Monday, Aug. 29, 1955
Guilty
Sergeant James Gallagher, looking blandly poised, took the stand last week to defend himself against charges that he had consorted with the Chinese Communists while a prisoner of war in Korea, and had caused the deaths of three of his comrades (TIME, Aug. 22). Before him in the courtroom on Governors Island in New York Harbor sat a court-martial of three colonels, four lieutenant-colonels and a major; behind him, amid the rows of spectators, sat his mother.
During his 33 months as a prisoner, Gallagher testified, he was not a murderer, but a dispenser of mercy to the weaker prisoners; he said that he had not informed upon his fellow prisoners, nor accepted rewards from the Communists. Gallagher admitted that he had signed a Communist peace petition urging U.S. troops to stop the "useless war," that he sometimes took the Communist side in camp discussion groups, that he had strung up a sick fellow prisoner from a peg; his purpose, said Gallagher, was to give the sick patient exercise. "I did not have too many friends," he said. "The men just didn't like me. When I would walk up to another squad, the men would say, 'Shut up, here comes Gallagher.' So I associated with the 'progressives' . . . I tried to keep myself out of trouble, but just didn't believe what they taught us. There was no sense in asking for trouble from the enemy."

# [EXERCISE DATA]

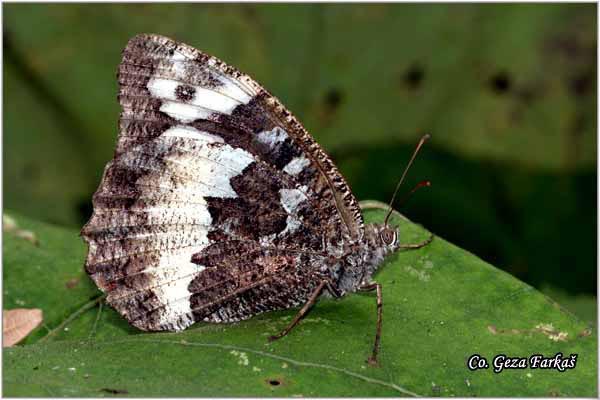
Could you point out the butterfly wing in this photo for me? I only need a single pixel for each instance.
(209, 164)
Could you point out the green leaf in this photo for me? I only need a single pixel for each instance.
(441, 305)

# [WORK INSTRUCTIONS]
(a) Can you return the part of the Gallagher article that starts at "Monday, Aug. 29, 1955" and ends at "sat his mother.", copied word for word?
(b) Does the Gallagher article agree with each of these statements? Answer yes or no for each, and quote the deciding words from the article.
(i) The court-martial included three colonels.
(ii) Gallagher denied signing a Communist peace petition.
(iii) Gallagher spent 33 months as a prisoner.
(c) Could you write what comes next in the Gallagher article, picking up after its final sentence?

# [ANSWERS IN ORDER]
(a)
Monday, Aug. 29, 1955
Guilty
Sergeant James Gallagher, looking blandly poised, took the stand last week to defend himself against charges that he had consorted with the Chinese Communists while a prisoner of war in Korea, and had caused the deaths of three of his comrades (TIME, Aug. 22). Before him in the courtroom on Governors Island in New York Harbor sat a court-martial of three colonels, four lieutenant-colonels and a major; behind him, amid the rows of spectators, sat his mother.

(b)
(i) Yes: "a court-martial of three colonels, four lieutenant-colonels and a major"
(ii) No: "Gallagher admitted that he had signed a Communist peace petition"
(iii) Yes: "During his 33 months as a prisoner"

(c)
Sergeant Gallagher admitted that he had ejected a corporal suffering from dysentery out of his hut into 40DEG-below-zero cold, but he insisted that he did not thereby cause or hasten the death of the man. Gallagher denied that he had ejected a second emaciated man into the snow, as charged by six prosecution witnesses. When Sergeant Lloyd Pate, leader of the camp's anti-Communist "reactionaries," taxed him with the death of one of the men in the snow, "I told him to mind his own goddamn business," said Gallagher.
Despite a parade of ten rebuttal witnesses from the prosecution (in all, 28 former P.W.s testified against him), Sergeant Gallagher remained calm. At week's end, the court-martial gave its verdict: guilty of the unpremeditated murder of both the sick men he put out into the snow, of the maltreatment--but not the murder--of the third man he had strung from the peg, guilty of collaborating with the enemy. The sentence was the maximum: confinement at hard labor "for the term of your natural life."